• **TASK DIRECTIONS**
Write out, word for word, every line from the one containing "Check that one keypoint sits on every instance of the dry" through the last line of the records below, both ends included.

• • • • • • •

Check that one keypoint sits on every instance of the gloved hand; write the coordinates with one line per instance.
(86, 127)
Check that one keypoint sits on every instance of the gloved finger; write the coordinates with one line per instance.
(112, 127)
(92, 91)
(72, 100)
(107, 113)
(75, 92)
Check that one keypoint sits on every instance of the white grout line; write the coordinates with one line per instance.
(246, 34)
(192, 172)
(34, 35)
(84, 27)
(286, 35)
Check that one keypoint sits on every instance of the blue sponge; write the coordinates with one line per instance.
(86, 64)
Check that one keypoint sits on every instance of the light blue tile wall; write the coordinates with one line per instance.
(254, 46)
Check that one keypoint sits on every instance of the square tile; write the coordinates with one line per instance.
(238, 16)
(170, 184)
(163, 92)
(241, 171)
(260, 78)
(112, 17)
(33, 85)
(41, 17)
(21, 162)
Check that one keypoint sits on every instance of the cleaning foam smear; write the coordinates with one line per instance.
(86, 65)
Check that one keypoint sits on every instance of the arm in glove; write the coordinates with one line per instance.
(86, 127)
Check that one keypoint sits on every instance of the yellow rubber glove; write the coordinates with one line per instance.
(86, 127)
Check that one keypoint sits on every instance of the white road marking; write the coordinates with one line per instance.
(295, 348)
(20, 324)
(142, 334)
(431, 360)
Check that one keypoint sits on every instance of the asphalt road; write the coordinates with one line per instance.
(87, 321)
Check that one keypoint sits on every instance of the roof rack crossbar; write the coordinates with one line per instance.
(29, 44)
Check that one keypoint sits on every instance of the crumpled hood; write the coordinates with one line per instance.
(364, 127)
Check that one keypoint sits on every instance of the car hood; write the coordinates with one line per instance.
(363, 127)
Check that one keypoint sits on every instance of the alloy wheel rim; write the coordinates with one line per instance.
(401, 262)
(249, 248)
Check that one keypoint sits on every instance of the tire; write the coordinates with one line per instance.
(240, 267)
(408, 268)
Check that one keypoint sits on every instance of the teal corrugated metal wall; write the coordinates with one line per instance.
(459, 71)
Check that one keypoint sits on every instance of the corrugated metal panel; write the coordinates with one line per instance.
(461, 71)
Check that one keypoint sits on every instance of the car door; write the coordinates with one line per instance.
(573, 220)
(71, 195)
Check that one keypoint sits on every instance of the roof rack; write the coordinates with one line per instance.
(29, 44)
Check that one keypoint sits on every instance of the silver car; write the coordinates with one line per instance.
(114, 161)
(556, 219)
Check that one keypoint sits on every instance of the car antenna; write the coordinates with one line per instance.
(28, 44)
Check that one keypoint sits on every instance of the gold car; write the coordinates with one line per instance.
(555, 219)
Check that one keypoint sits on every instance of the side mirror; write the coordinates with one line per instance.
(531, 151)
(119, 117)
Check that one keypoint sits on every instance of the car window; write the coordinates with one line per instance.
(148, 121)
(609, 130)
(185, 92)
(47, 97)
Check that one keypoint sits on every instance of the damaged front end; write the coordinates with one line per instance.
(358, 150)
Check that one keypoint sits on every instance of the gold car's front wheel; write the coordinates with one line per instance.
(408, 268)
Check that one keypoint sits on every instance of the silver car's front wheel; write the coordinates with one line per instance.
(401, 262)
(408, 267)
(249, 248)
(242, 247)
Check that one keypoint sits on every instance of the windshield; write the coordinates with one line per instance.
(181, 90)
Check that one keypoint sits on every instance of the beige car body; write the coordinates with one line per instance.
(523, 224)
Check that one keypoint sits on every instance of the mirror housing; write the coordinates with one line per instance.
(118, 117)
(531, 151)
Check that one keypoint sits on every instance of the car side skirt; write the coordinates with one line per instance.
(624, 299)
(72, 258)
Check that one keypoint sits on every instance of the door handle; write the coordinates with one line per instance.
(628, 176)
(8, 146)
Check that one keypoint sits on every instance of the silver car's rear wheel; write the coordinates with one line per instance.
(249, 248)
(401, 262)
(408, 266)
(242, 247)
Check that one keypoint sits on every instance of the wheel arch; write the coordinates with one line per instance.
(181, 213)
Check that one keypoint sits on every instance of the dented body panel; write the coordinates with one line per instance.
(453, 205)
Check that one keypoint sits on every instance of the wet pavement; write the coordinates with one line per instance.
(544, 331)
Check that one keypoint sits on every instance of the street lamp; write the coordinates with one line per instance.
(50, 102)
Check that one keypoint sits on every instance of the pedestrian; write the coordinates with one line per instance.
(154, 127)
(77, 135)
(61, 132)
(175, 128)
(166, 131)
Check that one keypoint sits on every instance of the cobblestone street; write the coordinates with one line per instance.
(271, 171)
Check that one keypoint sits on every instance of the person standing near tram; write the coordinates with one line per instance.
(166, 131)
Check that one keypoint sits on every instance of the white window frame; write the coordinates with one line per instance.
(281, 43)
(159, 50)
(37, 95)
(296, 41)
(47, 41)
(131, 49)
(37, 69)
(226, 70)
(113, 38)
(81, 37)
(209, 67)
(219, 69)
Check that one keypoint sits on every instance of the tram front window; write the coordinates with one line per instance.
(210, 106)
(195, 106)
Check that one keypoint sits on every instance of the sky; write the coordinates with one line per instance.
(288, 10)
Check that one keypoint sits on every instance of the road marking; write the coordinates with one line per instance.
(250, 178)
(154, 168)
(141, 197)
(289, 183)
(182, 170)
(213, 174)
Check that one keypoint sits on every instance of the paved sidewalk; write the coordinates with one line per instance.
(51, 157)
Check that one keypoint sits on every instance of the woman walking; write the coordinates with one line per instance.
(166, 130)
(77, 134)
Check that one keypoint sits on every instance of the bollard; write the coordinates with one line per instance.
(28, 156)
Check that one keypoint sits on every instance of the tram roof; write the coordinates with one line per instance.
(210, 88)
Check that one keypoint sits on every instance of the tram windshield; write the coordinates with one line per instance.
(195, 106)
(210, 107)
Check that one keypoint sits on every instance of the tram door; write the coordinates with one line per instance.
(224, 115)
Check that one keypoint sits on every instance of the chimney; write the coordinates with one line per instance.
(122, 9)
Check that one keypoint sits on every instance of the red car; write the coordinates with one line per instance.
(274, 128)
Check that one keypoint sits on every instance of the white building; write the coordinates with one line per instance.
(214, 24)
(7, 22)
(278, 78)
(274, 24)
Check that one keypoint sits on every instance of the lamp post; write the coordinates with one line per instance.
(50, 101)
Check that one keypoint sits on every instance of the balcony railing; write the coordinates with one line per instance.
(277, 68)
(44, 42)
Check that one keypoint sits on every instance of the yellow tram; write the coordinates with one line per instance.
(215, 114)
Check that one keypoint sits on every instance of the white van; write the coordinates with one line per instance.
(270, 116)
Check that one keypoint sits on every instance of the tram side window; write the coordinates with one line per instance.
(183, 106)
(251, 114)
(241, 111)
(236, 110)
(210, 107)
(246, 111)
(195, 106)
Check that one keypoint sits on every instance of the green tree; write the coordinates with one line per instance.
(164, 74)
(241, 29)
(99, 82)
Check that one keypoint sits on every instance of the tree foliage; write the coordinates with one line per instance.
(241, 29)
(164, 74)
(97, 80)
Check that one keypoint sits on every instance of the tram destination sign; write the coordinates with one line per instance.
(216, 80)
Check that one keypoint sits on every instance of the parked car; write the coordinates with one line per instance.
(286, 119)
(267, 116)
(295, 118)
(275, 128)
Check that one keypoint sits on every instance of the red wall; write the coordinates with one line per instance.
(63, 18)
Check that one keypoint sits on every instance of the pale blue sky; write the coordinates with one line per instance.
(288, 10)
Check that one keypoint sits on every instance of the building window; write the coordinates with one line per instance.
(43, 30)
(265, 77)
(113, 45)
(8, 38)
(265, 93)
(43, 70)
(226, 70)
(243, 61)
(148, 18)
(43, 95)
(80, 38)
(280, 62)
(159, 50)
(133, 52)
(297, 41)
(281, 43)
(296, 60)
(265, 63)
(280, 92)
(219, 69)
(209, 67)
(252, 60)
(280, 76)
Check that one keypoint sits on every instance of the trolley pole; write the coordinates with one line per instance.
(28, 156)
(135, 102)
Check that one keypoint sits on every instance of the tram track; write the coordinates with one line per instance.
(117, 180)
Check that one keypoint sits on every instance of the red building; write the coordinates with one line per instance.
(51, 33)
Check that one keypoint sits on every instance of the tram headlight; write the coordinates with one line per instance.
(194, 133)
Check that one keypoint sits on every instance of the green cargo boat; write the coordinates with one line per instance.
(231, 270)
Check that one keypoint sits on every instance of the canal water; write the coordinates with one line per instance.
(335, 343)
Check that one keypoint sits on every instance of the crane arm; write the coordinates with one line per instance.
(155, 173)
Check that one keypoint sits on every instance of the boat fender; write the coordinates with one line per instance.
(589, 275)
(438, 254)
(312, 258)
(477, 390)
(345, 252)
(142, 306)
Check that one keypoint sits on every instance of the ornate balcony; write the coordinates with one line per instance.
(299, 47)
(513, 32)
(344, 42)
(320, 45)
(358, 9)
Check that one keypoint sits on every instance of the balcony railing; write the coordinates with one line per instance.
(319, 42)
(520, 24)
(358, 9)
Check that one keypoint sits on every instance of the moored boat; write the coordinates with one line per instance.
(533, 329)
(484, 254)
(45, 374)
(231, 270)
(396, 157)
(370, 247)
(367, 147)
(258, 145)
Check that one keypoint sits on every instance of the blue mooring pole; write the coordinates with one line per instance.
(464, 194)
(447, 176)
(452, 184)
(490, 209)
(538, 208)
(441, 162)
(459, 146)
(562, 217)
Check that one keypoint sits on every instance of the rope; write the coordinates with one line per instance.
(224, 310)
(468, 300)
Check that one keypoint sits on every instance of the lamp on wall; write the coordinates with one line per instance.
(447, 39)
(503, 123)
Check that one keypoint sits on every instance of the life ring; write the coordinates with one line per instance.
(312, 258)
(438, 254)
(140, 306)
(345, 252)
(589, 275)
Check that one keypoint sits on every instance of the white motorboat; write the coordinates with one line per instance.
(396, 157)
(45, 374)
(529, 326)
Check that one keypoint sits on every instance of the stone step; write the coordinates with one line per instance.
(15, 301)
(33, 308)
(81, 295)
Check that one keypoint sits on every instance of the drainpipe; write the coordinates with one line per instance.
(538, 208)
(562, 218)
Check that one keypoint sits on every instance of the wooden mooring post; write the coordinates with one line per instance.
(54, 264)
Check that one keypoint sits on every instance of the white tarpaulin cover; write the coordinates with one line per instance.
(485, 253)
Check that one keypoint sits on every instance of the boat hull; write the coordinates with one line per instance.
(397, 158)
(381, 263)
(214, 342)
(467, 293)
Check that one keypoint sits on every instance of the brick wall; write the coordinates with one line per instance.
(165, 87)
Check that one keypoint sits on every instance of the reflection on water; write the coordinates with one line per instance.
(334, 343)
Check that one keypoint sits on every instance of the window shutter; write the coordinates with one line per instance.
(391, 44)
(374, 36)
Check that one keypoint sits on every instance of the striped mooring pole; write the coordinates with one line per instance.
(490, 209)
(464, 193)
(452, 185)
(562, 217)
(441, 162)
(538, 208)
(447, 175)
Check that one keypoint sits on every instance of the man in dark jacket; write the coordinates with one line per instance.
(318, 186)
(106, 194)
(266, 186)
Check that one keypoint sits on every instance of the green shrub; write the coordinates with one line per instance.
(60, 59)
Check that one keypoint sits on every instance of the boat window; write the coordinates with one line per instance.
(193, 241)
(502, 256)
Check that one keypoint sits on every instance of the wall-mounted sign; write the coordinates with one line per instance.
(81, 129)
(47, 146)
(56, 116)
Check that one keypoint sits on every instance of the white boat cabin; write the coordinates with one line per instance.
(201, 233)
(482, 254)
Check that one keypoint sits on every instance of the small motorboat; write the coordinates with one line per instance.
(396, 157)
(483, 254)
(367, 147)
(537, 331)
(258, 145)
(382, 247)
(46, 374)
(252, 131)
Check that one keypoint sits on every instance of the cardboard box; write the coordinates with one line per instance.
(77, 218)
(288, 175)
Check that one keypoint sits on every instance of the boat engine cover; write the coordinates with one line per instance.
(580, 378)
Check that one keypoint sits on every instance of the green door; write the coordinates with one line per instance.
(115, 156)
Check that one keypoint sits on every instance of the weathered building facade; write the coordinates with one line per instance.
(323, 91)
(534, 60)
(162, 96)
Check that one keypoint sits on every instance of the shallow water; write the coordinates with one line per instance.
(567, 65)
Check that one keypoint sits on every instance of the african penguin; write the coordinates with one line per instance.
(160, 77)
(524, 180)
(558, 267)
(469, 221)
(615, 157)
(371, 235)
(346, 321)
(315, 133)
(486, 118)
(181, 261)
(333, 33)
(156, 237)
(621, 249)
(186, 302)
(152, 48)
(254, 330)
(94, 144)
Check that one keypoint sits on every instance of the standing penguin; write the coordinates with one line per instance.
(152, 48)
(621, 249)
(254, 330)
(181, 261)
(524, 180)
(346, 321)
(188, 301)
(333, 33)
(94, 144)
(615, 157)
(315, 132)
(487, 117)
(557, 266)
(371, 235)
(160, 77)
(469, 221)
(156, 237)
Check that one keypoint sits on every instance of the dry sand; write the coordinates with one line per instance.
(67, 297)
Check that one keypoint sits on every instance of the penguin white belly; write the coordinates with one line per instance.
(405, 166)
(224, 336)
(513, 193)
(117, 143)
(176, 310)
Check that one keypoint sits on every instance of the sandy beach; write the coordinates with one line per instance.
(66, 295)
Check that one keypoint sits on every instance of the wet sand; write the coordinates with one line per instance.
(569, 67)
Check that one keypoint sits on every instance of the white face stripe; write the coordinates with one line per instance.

• • • • • • •

• **ANSWER TO THE PROBLEM**
Check that one keypoint sits on every instance of the dry sand; write the coordinates with one line per instance.
(67, 297)
Check that one keypoint sits on every instance of the penguin white belly; write the coordinates with one line per instance.
(405, 166)
(224, 336)
(513, 193)
(117, 143)
(176, 310)
Check that one keypoint sits on every instance of the sandy beach; write the coordinates with one line per instance.
(66, 295)
Check that one keypoint sits on every instance of the wet sand; write the coordinates with one line per instance.
(569, 67)
Check that one keypoint sits on every instance of the white face stripe; write the coordinates with one line per instance.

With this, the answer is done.